» **Directive**: Pick out every line in the two blocks below that contains the word "microwave", and copy each of those lines in full.

» **Recorded information**:

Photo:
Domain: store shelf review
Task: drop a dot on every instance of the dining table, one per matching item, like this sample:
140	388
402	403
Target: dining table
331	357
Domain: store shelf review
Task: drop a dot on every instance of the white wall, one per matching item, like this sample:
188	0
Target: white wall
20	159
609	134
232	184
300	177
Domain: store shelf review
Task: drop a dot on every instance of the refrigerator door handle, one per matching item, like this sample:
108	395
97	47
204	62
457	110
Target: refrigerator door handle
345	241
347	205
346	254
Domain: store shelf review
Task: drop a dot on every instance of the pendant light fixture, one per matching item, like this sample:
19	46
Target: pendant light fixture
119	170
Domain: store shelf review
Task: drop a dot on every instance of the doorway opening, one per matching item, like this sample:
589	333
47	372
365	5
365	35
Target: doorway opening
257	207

--

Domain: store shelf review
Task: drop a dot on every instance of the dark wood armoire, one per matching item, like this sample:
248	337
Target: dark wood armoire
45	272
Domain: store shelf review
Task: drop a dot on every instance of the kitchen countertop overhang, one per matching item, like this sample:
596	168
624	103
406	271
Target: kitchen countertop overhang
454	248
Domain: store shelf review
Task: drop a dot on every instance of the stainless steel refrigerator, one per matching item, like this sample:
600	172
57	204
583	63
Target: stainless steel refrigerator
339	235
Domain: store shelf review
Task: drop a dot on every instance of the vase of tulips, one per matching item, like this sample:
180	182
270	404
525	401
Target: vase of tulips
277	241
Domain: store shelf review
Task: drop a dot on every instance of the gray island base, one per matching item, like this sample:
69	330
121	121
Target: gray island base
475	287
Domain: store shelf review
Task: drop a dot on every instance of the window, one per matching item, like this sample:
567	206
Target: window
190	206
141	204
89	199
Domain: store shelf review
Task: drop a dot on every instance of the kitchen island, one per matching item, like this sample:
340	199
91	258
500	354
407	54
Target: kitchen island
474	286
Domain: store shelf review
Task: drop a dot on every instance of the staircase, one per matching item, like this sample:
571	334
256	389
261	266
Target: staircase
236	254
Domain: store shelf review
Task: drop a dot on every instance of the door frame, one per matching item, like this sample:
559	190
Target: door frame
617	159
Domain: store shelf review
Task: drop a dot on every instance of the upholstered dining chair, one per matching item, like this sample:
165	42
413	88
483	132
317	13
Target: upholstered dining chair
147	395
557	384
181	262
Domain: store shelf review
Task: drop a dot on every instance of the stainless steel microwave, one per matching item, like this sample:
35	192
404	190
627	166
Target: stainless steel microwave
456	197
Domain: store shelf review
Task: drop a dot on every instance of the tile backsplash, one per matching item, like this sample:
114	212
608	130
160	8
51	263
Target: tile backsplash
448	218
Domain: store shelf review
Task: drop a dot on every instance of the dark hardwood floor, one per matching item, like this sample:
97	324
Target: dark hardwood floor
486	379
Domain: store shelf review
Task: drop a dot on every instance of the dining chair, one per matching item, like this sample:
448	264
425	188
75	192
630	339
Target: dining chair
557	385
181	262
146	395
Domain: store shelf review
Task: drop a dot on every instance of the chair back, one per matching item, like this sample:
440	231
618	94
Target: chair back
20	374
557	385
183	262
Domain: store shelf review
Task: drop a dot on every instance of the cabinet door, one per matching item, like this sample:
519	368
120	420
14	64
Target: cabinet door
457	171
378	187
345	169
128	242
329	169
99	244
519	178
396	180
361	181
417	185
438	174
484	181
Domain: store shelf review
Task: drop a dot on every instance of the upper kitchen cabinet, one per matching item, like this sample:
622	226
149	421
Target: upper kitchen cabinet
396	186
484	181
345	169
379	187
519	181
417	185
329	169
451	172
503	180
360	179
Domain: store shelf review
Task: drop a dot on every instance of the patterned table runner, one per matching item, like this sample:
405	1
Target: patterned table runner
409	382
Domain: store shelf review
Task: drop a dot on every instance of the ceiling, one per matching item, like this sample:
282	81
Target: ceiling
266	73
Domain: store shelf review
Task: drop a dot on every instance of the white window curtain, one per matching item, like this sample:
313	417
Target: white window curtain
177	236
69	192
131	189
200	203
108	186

» **Final answer**:
Task: drop a dot on every instance of the stainless steel microwave, one per matching item, like this sample:
Target: stainless steel microwave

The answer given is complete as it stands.